» **Problem requirements**
Copy these lines, swapping every "locate every instance of" for "find all occurrences of" and leaving all other text unchanged.
** Start **
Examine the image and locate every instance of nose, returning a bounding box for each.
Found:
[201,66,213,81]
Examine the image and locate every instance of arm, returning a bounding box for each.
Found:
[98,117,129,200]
** End **
» **Written response**
Examine the image and find all occurrences of nose, returning a bounding box for each.
Found:
[201,66,213,81]
Examine the image and find all occurrences of arm, returning a bounding box for each.
Found:
[98,117,129,200]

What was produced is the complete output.